# [記事]
* * * * * * * * *
2021年10月12日に20周年を迎えた「逆転裁判シリーズ」。有観客&オンライン生配信での20周年記念オーケストラコンサートの開催されるなど、今なおファンからの人気が高い作品です。シリーズ全作品をほぼ遊びとおした私も「逆転裁判シリーズ」の魅力にやられた一人です。
しかしながら、シリーズの最新作は2018年4月に発売された「大逆転裁判2 -成歩堂龍ノ介の覺悟-」、「逆転裁判」の純正ナンバリングになると2016年6月の「逆転裁判6」まで遡ることになります。その後多様なプラットフォームへの配信や「逆転裁判123」「大逆転裁判1&2」等の過去作詰め合わせも定期的に発表していますが、「逆転裁判」の名を冠した新しいタイトルはここ数年発表されていません。ファンとしてなんとも寂しい日々が続いている次第です。
本記事は、なぜ新作がでないのか?に対する私見です。
* * * * * * * * *
# [位置特定の項目]
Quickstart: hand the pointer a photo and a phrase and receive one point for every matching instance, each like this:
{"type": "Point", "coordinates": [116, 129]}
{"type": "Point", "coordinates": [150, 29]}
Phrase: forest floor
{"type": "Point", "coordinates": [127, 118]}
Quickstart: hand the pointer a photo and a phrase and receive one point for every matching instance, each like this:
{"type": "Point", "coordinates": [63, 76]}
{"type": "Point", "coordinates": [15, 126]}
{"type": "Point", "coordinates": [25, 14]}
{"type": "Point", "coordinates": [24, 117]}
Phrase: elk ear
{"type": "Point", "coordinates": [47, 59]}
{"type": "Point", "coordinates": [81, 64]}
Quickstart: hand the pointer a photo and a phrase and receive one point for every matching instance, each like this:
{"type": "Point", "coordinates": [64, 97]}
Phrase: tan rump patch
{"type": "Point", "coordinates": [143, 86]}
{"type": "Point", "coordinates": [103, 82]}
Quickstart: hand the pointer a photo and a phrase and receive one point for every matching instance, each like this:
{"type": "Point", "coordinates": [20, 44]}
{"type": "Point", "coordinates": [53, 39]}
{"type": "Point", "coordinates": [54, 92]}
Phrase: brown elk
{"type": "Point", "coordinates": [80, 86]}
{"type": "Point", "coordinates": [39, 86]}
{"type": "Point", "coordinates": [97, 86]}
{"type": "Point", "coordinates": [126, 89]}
* * * * * * * * *
# [出された課題 A]
次の(i)〜(iii)がそれぞれ記事の内容と合っているかを判定せよ。各項目に「はい」か「いいえ」で答え、根拠となる記事の語句を一字一句そのまま引用すること。
(i) 「逆転裁判シリーズ」は2021年10月12日に20周年を迎えた。
(ii) 20周年記念オーケストラコンサートはオンライン配信のみで行われた。
(iii) 「逆転裁判」の純正ナンバリングの最新作は2018年4月に発売された。
# [出された課題 B]
記事のうち「しかしながら、シリーズの最新」から「い日々が続いている次第です。」までを、両端も含めて原文どおりに再掲せよ。
記録は使わなくてよい。

# [演習の解答 A]
(i) はい。「2021年10月12日に20周年を迎えた「逆転裁判シリーズ」」
(ii) いいえ。「有観客&オンライン生配信での20周年記念オーケストラコンサート」
(iii) いいえ。「「逆転裁判」の純正ナンバリングになると2016年6月の「逆転裁判6」まで遡ることになります」

# [演習の解答 B]
しかしながら、シリーズの最新作は2018年4月に発売された「大逆転裁判2 -成歩堂龍ノ介の覺悟-」、「逆転裁判」の純正ナンバリングになると2016年6月の「逆転裁判6」まで遡ることになります。その後多様なプラットフォームへの配信や「逆転裁判123」「大逆転裁判1&2」等の過去作詰め合わせも定期的に発表していますが、「逆転裁判」の名を冠した新しいタイトルはここ数年発表されていません。ファンとしてなんとも寂しい日々が続いている次第です。